** DOCUMENT SEGMENT **
........

Updated: Aug 24, 2023

This week we talk with Shan de Silva about gender non-conformity in fashion. In this article, we expand on the themes presented in our conversation, like the relationship between fashion and gender, and how South Asia provides an interesting perspective to question the history of how the gender binary became so ingrained in clothing.

The fashion industry has been one of the biggest contributors to enforcing a version of gender that is determined by the binary assignment of a sex at birth. You are assigned either male or female and must wear the clothing that is predetermined as appropriate for each. Even in the most "progressive" places in the world, wearing a dress while sporting a beard still provokes ridicule and violence, and for many of us, the trauma of walking into a retail store and being forced to choose the appropriate section to buy our clothes is still very much alive.

But it is in recognizing the power of clothing on shaping how we are perceived by society that we can understand and deconstruct the historical importance that fashion has played in creating and limiting our own gender identities.

For most of human history, clothing was not an indicator of gender, but rather of social role, which is also true of pre-modern Western societies. The concept of gender in the West, with its attendant dress norms, arose only out of the modern need to categorize and confine society to the ideals of progress and civility, to prescribe what was socially acceptable and what wasn't. This, along with other modern concepts such as race and sexuality, emerged as a direct response to colonization, in an attempt to dismantle, restructure, and ultimately control the lives of the colonized.

When we say that "gender" appeared in Europe after colonization, we don't mean that gender roles or even gendered clothing didn't exist. What we do mean is that it was during this period that gender began to be seen as a natural attribute of the body, and thus inextricably linked to a binary system that assigned one of only two possible sexes at birth. More importantly, the two sexes/genders were not born equal. Men emerged as the "norm," the ideal form of humanity, while women were defined in opposition, as not-men, encompassing the human aspects deemed undesirable for respectable citizens, such as emotionality, softness, and preoccupation with physical appearance.

........

Region annotation items

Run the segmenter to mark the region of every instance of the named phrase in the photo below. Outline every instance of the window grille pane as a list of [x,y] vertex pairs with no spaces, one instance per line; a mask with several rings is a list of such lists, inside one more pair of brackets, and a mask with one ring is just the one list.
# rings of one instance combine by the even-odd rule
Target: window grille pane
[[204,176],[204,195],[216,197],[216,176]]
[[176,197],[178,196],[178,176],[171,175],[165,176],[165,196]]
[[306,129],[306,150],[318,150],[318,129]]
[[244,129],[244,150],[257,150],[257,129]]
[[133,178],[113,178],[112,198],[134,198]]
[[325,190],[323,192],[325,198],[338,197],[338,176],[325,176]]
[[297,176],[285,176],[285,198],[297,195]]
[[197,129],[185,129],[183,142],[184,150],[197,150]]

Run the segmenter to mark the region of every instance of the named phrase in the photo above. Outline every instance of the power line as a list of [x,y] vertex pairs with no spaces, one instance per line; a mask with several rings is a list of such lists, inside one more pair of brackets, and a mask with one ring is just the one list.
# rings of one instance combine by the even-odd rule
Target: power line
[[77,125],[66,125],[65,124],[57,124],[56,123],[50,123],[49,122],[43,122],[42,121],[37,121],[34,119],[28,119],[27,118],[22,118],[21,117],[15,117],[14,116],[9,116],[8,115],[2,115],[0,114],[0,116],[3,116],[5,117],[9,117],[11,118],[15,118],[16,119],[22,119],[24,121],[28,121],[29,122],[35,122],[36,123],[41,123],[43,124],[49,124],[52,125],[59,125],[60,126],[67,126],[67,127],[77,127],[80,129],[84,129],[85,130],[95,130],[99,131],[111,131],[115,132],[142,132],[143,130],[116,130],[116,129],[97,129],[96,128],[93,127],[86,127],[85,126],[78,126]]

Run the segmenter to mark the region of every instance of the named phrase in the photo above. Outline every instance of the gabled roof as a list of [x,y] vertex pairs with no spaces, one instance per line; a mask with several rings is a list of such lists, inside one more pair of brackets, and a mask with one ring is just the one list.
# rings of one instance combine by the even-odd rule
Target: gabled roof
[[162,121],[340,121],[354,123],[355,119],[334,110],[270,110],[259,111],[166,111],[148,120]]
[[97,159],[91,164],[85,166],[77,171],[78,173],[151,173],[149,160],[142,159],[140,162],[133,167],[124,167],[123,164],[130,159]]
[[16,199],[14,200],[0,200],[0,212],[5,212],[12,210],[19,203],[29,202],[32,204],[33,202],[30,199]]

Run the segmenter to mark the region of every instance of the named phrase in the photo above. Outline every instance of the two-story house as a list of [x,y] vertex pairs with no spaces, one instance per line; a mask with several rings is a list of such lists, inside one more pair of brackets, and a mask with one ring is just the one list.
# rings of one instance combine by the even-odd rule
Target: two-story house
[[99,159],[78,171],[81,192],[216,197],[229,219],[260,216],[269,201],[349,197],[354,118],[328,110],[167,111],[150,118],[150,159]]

........

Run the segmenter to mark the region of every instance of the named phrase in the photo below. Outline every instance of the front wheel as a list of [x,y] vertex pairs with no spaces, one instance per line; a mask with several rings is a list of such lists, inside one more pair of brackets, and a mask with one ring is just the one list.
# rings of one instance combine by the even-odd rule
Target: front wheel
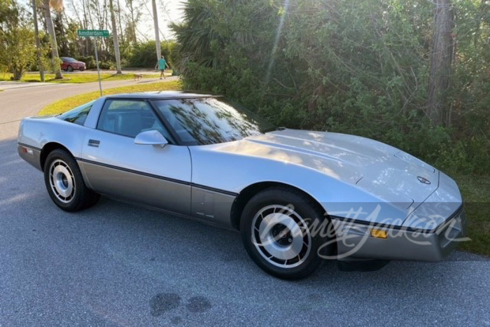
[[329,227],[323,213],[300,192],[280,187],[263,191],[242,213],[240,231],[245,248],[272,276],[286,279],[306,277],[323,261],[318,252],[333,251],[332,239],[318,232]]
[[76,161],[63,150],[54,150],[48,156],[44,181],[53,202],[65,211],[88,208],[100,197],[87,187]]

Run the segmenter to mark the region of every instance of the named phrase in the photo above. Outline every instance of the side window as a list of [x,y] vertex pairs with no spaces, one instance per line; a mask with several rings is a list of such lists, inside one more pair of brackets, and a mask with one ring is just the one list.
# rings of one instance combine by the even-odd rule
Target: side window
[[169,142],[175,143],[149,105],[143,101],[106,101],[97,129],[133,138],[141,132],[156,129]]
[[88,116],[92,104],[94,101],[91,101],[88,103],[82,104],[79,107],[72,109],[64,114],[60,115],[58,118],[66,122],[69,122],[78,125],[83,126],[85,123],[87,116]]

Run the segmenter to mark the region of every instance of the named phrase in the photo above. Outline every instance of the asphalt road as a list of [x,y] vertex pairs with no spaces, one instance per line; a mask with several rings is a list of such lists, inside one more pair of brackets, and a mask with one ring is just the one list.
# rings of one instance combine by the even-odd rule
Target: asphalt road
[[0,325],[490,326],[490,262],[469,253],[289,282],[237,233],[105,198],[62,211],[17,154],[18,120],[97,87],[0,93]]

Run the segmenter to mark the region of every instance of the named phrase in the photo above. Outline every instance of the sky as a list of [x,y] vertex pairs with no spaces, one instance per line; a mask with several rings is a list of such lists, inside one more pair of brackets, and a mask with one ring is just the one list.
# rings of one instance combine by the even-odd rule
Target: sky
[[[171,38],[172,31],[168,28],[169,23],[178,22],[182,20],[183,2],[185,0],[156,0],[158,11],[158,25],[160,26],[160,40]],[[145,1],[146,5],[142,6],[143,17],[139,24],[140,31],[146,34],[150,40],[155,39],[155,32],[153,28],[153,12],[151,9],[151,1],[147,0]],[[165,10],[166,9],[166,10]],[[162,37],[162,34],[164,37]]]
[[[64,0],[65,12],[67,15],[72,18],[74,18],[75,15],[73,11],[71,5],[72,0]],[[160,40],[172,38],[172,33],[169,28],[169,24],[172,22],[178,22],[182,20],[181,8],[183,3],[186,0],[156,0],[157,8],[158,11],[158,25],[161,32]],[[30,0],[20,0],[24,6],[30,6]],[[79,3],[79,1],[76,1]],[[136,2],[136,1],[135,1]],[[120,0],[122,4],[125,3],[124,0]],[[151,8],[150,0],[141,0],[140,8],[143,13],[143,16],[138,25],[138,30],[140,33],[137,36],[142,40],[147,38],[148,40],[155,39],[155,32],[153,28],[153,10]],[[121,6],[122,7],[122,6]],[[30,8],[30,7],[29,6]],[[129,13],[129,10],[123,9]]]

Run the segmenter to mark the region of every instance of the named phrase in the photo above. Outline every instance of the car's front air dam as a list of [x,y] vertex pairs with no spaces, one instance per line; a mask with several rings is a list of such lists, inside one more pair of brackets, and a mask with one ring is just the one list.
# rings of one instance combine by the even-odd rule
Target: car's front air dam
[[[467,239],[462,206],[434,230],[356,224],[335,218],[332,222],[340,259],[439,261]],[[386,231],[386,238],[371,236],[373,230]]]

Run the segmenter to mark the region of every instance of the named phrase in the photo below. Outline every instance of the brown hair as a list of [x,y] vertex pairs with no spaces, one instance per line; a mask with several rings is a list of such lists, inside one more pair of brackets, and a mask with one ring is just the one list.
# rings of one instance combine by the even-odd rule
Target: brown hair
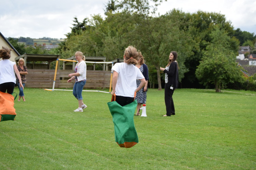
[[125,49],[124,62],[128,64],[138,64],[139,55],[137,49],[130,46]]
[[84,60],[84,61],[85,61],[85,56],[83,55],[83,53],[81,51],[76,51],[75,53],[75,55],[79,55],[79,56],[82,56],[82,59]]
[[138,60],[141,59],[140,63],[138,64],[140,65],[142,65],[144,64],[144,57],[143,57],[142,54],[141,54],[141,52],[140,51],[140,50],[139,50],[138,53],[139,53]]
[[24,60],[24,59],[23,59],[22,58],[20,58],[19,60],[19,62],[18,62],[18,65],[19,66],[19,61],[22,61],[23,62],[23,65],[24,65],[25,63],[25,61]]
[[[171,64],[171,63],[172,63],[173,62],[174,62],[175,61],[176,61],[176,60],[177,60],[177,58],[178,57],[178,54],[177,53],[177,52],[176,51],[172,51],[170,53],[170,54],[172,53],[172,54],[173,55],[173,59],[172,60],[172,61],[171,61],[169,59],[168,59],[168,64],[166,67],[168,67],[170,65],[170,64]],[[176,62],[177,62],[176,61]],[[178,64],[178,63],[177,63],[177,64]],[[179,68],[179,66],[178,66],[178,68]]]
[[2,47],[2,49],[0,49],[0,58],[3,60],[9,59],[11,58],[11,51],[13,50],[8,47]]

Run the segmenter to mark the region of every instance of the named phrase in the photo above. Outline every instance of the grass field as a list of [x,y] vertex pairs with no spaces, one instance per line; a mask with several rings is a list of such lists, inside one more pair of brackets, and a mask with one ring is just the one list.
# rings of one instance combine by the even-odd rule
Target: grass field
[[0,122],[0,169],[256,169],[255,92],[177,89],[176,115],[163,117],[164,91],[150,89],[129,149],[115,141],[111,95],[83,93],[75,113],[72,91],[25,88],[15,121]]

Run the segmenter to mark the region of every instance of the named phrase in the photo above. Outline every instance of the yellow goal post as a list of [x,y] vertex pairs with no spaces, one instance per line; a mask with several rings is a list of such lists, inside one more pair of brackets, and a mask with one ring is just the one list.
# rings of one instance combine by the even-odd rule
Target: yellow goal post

........

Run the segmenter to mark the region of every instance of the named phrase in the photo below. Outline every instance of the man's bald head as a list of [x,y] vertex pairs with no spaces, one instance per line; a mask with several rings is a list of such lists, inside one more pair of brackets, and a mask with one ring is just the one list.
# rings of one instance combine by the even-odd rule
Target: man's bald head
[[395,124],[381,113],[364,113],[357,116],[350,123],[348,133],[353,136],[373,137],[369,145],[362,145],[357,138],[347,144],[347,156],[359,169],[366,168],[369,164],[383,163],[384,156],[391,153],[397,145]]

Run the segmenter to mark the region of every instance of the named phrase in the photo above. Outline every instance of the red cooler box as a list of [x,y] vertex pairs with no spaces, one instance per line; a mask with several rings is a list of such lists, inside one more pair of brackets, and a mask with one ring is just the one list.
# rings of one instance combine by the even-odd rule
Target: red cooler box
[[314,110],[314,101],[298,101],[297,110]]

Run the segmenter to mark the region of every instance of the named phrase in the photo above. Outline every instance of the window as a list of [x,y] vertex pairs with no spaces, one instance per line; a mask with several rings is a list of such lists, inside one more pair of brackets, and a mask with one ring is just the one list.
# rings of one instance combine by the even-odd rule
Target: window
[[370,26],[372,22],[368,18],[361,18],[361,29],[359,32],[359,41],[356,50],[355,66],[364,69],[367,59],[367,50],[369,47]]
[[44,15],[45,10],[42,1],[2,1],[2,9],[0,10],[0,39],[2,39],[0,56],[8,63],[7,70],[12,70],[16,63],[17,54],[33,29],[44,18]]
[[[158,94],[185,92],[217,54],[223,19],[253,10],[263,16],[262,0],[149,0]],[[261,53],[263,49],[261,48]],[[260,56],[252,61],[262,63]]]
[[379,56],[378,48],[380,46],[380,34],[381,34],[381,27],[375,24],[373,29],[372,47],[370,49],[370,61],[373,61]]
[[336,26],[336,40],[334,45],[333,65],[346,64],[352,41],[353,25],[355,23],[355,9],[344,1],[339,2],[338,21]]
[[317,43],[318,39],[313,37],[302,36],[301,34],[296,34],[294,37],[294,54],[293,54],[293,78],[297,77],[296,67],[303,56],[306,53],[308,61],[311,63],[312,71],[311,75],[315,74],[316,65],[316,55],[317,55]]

........

** GOAL A **
Copy the fashion and gender article word for word between "But it is in" and "of the colonized.", inclusive.
** GOAL B **
Decide whether each statement agrees with the fashion and gender article, answering yes or no and quoting the words from the article that settle it: (i) For most of human history, clothing signaled social role rather than gender. (ii) Gendered clothing did not exist in Europe before colonization. (iii) The two sexes were considered equal from birth.
Rely only on the fashion and gender article for your answers.

** EXPECTED ANSWER A **
But it is in recognizing the power of clothing on shaping how we are perceived by society that we can understand and deconstruct the historical importance that fashion has played in creating and limiting our own gender identities.

For most of human history, clothing was not an indicator of gender, but rather of social role, which is also true of pre-modern Western societies. The concept of gender in the West, with its attendant dress norms, arose only out of the modern need to categorize and confine society to the ideals of progress and civility, to prescribe what was socially acceptable and what wasn't. This, along with other modern concepts such as race and sexuality, emerged as a direct response to colonization, in an attempt to dismantle, restructure, and ultimately control the lives of the colonized.

** EXPECTED ANSWER B **
(i) Yes: "For most of human history, clothing was not an indicator of gender, but rather of social role"
(ii) No: "we don't mean that gender roles or even gendered clothing didn't exist"
(iii) No: "the two sexes/genders were not born equal"